━━━━━ Material for the task

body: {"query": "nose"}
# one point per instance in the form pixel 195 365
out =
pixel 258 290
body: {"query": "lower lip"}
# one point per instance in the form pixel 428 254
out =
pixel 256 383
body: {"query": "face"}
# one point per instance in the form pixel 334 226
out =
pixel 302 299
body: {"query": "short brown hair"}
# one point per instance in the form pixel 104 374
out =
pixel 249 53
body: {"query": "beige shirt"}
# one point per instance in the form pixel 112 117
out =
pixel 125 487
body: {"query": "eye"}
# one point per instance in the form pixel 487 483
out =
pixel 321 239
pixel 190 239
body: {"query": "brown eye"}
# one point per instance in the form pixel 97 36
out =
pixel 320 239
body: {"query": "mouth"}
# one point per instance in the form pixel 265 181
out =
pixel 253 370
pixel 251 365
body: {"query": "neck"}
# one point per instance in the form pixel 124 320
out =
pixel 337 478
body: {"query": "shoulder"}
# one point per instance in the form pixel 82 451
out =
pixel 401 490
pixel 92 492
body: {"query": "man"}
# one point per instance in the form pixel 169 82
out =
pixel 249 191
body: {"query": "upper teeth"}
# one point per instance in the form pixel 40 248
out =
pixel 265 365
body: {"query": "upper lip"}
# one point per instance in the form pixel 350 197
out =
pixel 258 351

━━━━━━━━━━

Exercise objective:
Count the lines in the rows above that contain the string "brown" and give only that number. Case counts.

Full response:
2